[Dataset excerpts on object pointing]
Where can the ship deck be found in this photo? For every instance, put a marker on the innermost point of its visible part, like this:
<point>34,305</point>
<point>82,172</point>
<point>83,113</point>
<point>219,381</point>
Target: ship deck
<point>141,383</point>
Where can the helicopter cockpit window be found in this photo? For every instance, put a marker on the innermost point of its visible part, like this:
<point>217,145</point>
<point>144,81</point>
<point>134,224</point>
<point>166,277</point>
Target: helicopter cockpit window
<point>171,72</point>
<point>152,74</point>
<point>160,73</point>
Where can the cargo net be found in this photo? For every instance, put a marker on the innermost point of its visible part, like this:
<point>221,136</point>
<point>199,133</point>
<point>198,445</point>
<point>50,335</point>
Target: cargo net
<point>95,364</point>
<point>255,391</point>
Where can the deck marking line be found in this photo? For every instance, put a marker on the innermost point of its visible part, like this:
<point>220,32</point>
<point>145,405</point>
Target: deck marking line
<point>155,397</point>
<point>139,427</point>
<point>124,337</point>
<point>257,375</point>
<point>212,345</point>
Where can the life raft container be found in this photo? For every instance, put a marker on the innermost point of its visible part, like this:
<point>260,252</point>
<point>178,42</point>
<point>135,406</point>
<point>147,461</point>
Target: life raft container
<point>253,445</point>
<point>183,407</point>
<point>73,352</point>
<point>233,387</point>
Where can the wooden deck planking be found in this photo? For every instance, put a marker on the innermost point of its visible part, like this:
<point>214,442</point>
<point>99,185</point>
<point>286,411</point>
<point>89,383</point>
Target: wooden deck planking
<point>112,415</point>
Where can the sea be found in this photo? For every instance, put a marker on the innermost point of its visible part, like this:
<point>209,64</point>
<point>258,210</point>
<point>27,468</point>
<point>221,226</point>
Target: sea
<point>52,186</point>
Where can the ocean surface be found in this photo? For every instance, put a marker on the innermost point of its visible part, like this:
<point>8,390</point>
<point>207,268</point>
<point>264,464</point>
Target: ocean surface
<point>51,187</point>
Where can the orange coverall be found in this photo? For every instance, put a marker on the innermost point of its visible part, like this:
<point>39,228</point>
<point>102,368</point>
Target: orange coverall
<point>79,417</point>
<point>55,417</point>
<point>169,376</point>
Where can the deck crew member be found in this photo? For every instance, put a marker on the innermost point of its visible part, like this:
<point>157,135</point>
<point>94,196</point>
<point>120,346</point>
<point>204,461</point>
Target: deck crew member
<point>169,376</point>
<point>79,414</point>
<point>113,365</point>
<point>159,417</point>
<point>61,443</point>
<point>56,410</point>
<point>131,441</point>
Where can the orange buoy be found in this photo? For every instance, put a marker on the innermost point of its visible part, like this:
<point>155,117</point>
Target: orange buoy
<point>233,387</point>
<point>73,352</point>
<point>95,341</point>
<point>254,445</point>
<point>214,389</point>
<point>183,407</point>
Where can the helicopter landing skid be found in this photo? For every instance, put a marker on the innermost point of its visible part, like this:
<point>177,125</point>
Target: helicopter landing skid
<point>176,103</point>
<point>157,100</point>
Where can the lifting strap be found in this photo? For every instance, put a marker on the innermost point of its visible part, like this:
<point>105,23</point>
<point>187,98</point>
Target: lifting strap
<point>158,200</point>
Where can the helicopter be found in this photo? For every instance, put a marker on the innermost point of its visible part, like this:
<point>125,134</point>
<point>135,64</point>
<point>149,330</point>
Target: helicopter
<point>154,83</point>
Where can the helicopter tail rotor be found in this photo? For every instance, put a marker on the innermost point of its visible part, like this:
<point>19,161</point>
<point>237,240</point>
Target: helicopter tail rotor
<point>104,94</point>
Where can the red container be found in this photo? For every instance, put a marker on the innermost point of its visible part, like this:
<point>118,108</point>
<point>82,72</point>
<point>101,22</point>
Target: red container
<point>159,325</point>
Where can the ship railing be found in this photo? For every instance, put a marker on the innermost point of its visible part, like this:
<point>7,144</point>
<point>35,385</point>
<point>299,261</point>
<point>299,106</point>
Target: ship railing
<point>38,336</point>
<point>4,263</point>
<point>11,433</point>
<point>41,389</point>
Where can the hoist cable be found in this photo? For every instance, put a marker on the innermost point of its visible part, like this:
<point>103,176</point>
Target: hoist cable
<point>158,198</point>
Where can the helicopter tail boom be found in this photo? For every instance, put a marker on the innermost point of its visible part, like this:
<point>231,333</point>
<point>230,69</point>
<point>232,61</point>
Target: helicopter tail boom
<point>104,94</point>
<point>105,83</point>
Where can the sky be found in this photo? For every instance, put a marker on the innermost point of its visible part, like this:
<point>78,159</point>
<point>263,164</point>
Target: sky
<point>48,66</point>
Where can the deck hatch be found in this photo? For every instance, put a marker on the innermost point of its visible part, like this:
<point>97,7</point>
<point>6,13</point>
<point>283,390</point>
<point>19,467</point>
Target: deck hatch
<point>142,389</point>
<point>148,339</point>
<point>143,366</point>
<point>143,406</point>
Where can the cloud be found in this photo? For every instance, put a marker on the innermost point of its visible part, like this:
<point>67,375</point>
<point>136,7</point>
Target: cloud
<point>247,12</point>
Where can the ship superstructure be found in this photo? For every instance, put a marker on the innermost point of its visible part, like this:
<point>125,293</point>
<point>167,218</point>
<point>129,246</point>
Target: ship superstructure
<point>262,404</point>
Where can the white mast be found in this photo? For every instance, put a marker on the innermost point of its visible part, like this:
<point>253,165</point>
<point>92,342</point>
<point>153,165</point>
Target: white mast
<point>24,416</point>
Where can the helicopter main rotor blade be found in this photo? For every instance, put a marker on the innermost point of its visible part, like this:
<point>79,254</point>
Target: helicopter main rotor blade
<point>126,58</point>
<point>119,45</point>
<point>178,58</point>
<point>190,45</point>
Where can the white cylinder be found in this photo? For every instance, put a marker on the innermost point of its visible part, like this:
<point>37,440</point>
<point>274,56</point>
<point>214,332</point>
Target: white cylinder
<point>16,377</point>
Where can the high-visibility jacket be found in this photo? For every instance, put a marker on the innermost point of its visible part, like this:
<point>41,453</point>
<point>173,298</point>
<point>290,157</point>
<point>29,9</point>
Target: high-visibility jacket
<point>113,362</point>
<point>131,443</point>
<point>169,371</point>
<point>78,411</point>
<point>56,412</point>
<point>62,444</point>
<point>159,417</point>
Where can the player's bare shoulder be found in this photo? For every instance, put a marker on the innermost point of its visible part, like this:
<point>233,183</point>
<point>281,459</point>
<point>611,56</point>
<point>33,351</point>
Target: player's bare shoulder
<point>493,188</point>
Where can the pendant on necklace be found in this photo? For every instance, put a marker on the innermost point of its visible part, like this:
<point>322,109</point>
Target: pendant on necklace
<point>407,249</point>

==

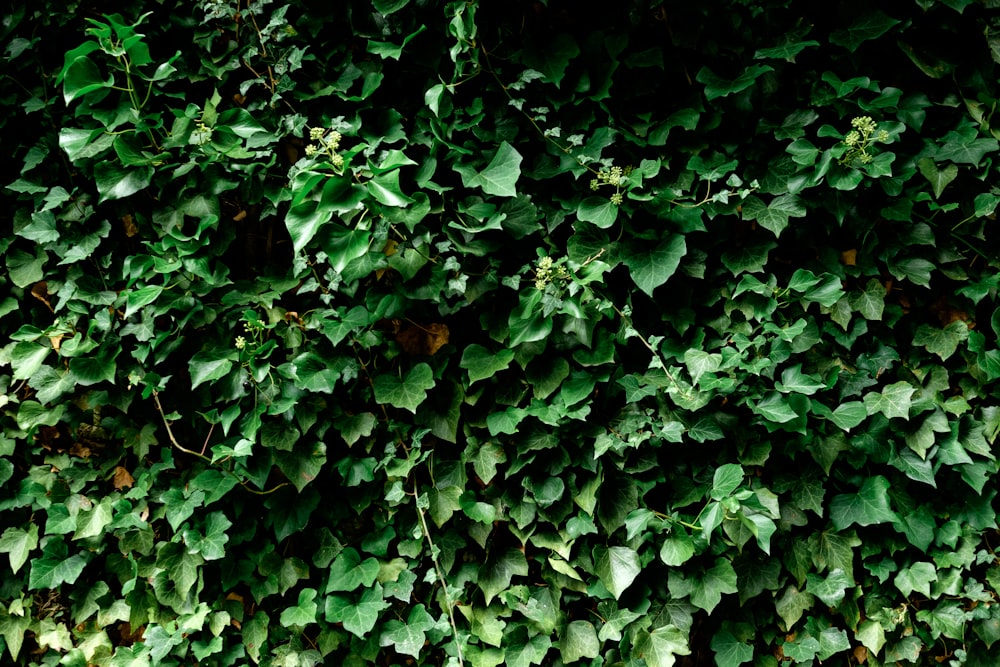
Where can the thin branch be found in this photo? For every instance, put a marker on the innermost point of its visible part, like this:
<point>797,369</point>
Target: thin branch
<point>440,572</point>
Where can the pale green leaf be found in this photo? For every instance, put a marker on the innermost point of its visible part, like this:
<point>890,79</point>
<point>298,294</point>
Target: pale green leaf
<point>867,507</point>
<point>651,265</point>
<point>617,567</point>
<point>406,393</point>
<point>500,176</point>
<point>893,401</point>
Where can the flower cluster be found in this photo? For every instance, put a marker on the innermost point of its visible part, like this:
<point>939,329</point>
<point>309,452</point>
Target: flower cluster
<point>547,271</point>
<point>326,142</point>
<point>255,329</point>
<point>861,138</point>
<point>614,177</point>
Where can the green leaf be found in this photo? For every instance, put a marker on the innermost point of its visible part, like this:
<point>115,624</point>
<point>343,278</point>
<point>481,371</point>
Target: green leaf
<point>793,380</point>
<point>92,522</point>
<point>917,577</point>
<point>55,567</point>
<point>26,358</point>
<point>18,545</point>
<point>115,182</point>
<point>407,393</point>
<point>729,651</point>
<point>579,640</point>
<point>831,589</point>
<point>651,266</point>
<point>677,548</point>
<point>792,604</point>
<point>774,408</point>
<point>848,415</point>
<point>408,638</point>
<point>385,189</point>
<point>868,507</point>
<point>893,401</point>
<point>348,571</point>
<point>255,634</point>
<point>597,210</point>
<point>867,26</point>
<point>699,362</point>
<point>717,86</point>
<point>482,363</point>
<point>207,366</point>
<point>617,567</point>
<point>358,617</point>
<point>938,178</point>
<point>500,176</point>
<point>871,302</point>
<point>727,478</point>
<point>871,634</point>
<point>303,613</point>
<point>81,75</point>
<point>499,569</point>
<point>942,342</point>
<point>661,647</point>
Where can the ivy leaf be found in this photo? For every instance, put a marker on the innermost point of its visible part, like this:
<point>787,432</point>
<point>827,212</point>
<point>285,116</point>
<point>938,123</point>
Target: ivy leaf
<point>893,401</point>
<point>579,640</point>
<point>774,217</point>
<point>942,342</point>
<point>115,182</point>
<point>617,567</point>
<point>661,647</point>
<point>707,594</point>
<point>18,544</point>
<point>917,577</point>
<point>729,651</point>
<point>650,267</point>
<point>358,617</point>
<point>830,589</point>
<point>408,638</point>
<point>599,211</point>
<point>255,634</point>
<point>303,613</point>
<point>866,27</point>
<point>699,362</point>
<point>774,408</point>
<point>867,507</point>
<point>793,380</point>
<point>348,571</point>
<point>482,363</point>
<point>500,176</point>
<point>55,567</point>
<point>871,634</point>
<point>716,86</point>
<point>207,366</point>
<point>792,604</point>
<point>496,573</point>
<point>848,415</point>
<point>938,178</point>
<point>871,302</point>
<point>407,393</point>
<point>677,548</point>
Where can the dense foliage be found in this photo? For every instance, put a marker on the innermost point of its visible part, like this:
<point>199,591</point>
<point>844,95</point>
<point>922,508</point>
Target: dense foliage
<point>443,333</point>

▶ _What is being asked_
Rewrite the records from the line with "Where can the deck marking" up to and including the line with "<point>212,345</point>", renaming "deck marking line" as "deck boundary stripe" and leaving everything else unchanged.

▶ _Task solution_
Where can the deck boundary stripe be found in this photo? For every instance, put a marker on the innermost point of its visible part, like this:
<point>220,32</point>
<point>145,405</point>
Target: deck boundary stripe
<point>155,397</point>
<point>139,427</point>
<point>124,337</point>
<point>257,375</point>
<point>212,345</point>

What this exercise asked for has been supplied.